## Task prompt
In the entries below, find each line with the word "metal" and return it.
(Exercise data begins)
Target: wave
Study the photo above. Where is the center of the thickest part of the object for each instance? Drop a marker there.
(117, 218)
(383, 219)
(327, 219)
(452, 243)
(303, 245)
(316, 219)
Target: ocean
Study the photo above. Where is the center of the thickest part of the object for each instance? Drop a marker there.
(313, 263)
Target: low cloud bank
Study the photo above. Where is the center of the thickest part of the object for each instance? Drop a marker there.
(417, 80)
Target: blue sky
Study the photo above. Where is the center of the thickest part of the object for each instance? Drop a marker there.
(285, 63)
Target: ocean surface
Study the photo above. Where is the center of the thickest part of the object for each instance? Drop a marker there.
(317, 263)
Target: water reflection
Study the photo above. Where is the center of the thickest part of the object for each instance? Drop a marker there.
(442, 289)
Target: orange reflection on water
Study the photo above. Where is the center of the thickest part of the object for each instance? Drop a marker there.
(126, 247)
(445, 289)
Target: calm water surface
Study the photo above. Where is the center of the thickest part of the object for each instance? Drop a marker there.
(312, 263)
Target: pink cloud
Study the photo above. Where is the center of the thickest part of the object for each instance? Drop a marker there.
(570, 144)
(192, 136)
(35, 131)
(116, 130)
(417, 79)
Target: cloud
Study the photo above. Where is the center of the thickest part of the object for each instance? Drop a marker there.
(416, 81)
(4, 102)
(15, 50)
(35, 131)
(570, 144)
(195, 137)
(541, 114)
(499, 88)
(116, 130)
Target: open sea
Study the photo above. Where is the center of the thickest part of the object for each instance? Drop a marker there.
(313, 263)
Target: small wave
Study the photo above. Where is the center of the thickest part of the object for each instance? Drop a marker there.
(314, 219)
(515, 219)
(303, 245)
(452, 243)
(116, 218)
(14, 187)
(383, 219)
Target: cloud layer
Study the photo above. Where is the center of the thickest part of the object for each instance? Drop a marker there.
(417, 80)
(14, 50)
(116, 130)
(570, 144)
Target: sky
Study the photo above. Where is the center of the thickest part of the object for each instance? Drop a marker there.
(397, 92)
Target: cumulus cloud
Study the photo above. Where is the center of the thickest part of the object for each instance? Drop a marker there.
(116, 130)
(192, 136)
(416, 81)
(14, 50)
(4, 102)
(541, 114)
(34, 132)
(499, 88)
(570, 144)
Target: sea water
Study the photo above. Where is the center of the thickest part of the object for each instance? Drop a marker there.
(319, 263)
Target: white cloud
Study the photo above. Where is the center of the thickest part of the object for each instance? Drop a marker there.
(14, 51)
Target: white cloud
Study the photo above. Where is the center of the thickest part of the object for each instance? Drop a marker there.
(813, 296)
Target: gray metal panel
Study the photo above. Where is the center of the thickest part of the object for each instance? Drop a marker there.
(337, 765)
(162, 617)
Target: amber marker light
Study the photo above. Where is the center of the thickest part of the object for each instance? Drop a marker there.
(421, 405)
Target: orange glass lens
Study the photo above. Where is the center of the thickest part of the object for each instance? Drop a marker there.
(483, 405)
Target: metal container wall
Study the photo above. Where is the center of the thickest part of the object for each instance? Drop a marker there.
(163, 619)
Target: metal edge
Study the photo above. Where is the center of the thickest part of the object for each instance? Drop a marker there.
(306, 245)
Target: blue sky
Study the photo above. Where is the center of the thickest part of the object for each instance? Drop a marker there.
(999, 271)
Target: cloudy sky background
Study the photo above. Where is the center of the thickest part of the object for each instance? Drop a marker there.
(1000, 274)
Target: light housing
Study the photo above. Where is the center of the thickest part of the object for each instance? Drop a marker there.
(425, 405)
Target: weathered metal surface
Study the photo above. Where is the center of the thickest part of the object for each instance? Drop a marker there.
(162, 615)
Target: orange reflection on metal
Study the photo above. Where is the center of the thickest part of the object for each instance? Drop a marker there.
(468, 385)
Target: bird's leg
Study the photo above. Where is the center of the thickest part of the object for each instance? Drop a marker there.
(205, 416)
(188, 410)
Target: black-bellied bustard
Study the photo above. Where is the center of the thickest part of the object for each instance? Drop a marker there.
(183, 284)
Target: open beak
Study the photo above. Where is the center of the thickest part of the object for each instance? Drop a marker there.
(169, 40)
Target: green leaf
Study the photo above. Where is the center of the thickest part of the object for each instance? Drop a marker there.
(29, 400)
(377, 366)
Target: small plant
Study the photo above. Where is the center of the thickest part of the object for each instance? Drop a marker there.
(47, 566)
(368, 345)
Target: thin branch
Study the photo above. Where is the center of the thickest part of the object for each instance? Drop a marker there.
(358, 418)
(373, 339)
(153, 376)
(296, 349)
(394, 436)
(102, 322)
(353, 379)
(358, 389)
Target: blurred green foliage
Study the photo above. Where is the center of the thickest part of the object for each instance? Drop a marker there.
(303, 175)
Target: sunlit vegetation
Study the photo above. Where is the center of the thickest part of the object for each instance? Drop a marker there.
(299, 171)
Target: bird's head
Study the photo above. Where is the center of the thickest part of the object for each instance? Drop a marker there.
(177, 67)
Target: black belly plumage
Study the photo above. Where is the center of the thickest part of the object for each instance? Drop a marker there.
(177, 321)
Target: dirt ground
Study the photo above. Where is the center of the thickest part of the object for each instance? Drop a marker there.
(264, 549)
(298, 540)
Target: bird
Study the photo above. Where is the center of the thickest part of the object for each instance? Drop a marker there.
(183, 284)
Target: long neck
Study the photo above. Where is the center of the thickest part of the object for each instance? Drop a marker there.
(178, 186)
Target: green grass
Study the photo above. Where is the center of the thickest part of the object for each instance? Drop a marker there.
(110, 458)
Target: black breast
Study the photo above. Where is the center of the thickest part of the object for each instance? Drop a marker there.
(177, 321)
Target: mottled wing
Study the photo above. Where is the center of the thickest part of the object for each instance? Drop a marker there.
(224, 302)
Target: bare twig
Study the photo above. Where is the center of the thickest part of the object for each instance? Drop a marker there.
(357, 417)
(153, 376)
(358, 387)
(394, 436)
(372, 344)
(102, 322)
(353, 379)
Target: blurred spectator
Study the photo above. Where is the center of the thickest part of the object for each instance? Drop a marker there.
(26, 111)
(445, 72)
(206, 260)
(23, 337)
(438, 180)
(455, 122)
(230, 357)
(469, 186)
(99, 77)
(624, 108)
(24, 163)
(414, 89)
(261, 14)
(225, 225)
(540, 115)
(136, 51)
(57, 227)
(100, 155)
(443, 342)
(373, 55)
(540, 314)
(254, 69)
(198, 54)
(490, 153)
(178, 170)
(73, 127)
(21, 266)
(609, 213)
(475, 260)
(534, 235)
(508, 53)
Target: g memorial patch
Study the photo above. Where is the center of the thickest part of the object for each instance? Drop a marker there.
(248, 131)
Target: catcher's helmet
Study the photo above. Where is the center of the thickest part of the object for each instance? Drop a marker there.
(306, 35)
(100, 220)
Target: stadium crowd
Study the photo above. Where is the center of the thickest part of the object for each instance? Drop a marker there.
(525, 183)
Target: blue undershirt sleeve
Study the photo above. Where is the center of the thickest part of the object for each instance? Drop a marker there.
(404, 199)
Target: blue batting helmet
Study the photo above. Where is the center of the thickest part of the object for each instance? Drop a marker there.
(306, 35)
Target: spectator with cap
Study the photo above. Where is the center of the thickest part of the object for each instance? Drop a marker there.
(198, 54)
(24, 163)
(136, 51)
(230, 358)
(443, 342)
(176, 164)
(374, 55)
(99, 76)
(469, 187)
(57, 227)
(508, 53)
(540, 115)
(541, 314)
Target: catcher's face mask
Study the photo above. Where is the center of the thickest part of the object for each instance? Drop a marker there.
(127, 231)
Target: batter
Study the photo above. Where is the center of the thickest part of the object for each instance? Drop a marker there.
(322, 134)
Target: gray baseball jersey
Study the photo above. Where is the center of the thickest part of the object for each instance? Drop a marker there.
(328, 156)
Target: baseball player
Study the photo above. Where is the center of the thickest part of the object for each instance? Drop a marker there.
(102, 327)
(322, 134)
(Exercise data ends)
## Task solution
Target: gray metal panel
Target: metal container wall
Target: metal edge
Target: weathered metal surface
Target: orange reflection on metal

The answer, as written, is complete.